### Selected passage ###

Nobel prize-winning IVF pioneer Professor Robert Edwards, whose work led to the birth of the world's first "test tube baby", has died aged 87.

The University of Cambridge, where he was a professor, said Prof Edwards passed away peacefully in his sleep at his home just outside Cambridge.

Together with Dr Patrick Steptoe, Prof Edwards developed in vitro fertilisation, or IVF, which resulted in the birth in 1978 of the world's first test tube baby, Louise Brown.

At the time, the two were accused of playing God and interfering with nature.

Since then, the European Society for Human Reproduction and Embryology estimates that about five million babies have been born using the technique, which creates embryos in the laboratory before transferring them into a woman.

Experts say about 350,000 babies are born by IVF every year, mostly to people with infertility problems, single people and gay and lesbian couples.

"[Edwards] was an extraordinary scientist," said Dr Peter Braude, emeritus professor of obstetrics and gynecology at Kings College London, who was at Cambridge when Prof Edwards and Dr Steptoe were developing IVF.

"There was such hysteria around the kind of work he was doing," Dr Braude said, noting that Prof Edwards stopped his research for two years after he published details on how he had created embryos in the laboratory.

"He wanted to work out what the right thing to do was, whether he should continue or whether he was out on a limb," Dr Braude said.

Dr Braude said that Prof Edwards collected donor eggs from women in Oldham, where Dr Steptoe worked.

Prof Edwards then put the eggs into test tubes, which he strapped to his legs to keep them warm before catching the train to Cambridge, where he would attempt to fertilise them in the laboratory.

### Record extracts ###

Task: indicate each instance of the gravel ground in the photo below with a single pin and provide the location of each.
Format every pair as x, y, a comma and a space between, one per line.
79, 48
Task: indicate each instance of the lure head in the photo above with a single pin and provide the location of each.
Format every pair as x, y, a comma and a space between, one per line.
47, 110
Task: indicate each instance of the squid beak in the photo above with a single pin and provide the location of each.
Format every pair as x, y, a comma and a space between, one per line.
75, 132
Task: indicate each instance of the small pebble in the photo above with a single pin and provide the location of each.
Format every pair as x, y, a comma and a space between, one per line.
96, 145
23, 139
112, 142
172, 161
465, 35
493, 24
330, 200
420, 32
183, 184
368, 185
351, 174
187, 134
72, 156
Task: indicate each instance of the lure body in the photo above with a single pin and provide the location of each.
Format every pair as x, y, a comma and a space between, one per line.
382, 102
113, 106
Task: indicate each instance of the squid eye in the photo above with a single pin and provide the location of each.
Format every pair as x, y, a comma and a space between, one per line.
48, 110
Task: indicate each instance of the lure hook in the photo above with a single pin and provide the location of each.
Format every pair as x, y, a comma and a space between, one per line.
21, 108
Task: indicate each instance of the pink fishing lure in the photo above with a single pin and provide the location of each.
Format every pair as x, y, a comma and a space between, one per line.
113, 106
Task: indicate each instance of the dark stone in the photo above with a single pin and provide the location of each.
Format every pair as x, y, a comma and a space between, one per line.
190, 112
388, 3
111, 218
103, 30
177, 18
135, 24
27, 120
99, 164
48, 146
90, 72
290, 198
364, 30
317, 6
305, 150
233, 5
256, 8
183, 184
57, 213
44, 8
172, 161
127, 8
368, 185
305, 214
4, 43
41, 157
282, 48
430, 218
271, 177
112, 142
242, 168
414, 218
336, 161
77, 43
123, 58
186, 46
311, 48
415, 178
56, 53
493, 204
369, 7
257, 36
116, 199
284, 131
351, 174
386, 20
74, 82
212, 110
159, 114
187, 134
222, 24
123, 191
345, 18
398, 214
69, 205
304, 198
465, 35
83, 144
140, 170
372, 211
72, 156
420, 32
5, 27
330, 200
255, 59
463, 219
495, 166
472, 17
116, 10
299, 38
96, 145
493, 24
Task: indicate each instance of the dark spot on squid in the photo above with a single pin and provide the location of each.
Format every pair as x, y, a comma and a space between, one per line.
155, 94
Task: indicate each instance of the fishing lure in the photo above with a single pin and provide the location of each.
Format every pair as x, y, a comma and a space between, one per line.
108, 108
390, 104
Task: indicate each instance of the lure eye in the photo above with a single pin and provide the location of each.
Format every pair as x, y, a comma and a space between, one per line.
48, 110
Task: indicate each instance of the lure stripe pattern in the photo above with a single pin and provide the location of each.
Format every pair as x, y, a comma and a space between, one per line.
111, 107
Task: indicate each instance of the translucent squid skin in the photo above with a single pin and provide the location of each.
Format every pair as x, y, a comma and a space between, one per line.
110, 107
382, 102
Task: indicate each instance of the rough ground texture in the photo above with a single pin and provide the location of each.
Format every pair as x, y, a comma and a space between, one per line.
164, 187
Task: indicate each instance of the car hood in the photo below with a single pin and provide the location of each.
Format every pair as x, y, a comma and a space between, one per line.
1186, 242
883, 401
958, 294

###
### Record extracts ###

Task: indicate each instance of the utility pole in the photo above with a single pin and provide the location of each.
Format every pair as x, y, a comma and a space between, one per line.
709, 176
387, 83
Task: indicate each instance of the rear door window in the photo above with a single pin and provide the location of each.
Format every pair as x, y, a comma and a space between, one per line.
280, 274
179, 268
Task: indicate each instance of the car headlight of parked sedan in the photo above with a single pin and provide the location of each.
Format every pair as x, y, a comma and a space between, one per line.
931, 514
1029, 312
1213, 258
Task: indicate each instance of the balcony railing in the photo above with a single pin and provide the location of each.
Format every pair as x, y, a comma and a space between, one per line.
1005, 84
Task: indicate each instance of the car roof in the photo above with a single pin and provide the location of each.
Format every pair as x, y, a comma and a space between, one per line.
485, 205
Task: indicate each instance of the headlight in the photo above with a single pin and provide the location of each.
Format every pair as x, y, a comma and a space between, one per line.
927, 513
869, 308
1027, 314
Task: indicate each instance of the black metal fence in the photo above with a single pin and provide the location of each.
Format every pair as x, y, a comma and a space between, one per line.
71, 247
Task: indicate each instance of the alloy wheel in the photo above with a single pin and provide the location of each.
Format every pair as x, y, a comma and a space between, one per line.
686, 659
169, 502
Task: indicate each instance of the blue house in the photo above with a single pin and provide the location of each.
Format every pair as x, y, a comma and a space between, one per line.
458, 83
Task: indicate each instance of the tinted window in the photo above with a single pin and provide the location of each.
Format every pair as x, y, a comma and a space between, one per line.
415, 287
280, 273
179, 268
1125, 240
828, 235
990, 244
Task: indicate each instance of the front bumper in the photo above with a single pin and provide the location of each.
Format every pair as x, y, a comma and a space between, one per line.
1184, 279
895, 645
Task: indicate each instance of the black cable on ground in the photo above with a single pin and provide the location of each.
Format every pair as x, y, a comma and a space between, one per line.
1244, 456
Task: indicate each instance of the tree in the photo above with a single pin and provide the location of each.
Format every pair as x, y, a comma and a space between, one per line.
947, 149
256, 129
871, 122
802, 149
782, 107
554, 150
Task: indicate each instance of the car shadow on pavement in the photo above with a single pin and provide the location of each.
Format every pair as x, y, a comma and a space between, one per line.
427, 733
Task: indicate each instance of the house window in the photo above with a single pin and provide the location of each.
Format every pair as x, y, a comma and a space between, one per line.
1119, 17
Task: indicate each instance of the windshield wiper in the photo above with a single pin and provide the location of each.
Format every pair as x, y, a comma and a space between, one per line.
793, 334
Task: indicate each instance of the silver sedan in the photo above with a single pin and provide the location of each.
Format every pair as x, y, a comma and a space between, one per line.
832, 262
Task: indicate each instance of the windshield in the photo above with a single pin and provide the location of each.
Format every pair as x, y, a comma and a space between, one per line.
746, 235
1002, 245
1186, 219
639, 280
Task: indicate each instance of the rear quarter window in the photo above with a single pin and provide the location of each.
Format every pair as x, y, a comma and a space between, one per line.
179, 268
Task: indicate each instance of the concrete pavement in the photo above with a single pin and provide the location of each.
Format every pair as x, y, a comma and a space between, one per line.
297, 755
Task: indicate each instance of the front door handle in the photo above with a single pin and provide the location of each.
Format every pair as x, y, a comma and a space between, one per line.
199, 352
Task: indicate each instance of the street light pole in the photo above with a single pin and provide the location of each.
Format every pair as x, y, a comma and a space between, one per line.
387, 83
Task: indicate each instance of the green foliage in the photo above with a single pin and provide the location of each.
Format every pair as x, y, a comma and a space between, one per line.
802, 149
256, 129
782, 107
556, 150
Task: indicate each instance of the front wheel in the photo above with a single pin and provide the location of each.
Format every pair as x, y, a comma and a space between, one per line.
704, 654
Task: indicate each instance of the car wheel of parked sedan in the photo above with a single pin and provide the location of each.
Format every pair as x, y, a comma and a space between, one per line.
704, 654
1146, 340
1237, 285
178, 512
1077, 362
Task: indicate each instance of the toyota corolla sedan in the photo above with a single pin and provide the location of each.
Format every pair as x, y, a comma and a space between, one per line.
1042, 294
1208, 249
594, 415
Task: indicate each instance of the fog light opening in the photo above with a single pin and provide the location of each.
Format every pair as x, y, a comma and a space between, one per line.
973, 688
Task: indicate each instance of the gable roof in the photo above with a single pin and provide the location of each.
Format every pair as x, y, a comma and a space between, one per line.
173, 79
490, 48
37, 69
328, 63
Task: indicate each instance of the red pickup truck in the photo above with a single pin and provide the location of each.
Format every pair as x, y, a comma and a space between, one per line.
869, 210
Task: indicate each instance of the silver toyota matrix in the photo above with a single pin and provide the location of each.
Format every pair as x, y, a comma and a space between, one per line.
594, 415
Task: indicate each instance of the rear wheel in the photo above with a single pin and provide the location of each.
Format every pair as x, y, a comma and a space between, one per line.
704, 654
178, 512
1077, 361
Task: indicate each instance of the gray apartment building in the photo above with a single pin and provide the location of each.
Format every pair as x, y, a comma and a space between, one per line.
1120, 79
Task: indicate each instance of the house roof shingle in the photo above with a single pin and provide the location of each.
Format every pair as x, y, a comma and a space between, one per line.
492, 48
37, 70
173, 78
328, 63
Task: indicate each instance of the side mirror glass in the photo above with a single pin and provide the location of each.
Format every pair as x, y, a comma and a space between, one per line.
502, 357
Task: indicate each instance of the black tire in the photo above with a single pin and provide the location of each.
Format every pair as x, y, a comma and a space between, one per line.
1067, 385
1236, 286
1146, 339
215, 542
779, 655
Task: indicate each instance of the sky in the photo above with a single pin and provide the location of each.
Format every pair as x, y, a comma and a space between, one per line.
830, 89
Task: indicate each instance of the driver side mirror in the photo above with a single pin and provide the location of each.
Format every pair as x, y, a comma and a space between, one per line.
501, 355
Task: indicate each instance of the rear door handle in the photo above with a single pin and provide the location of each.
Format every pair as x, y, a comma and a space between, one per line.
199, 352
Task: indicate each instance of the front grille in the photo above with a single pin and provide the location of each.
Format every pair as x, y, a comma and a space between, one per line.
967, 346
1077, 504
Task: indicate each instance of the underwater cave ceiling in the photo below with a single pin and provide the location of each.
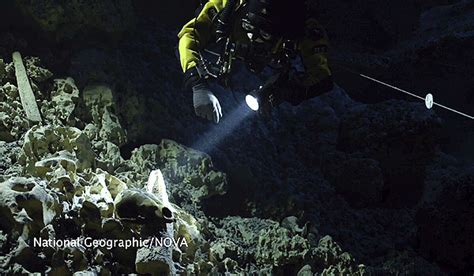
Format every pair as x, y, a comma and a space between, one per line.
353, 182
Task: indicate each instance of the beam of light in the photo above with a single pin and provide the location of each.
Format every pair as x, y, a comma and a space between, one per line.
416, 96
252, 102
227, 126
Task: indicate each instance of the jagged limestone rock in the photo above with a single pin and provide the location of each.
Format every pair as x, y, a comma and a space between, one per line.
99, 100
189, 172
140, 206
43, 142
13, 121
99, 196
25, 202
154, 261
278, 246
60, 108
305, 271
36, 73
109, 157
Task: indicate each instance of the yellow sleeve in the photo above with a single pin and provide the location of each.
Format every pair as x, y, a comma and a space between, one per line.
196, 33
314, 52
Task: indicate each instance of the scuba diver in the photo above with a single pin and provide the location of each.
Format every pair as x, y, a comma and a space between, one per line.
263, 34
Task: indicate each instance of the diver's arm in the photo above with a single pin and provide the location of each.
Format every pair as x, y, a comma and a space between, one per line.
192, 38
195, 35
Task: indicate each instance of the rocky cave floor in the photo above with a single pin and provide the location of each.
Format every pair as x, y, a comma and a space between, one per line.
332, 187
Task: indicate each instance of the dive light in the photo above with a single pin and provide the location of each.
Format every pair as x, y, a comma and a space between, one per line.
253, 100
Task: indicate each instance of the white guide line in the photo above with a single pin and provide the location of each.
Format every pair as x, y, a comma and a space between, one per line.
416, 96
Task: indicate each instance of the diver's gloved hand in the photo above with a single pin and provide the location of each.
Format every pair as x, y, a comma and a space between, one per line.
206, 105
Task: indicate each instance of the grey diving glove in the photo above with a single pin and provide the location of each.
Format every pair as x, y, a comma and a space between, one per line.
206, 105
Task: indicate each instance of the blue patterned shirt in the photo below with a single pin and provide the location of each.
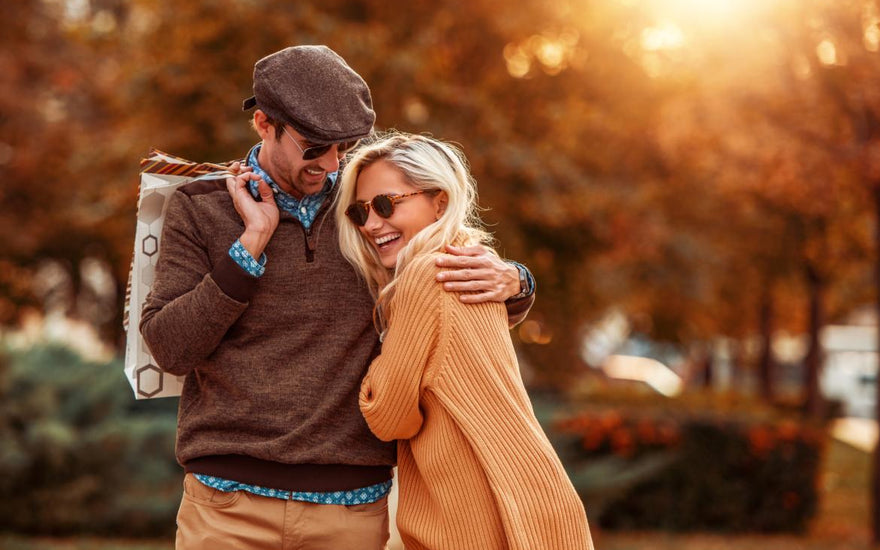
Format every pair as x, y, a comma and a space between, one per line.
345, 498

###

-- Exercise --
Continue the news report above on the death of IVF pioneer Robert Edwards, picking up right after its last sentence.

-- Task response --
After Ms Brown was born, Dr Braude recalled a celebration at Cambridge, where scientists toasted Prof Edwards and Dr Steptoe's achievement by drinking champagne out of plastic cups.

Dr Braude said public opinion has evolved considerably since then.

"I think people now understand that [Edwards] only had the best motivation," he said.

"There are few biologists that have done something so practical and made a huge difference for the entire world."

In 2010, Prof Edwards was awarded the Nobel Prize in medicine or physiology for the development of IVF.

Dr Steptoe had already passed away and Nobel Prizes are not awarded posthumously.

The Catholic Church denounced the award, arguing that human life should only begin through intercourse and not artificially.

The Vatican said Prof Edwards "bore a moral responsibility for all subsequent developments in assisted reproduction technology and for all abuses made possible by IVF".

In 2011, Prof Edwards was knighted by Britain's Queen Elizabeth II "for services to human reproductive biology".

Other scientists called Prof Edwards a visionary who forever changed the lives of people helped by IVF and the medical community.

"[His] inspirational work in the early 60s led to a breakthrough that has enhanced the lives of millions of people worldwide," said Mike Macnamee, chief executive of the IVF clinic that Prof Edwards and Dr Steptoe co-founded, in a statement.

"It was a privilege to work with him and his passing is a great loss to us all."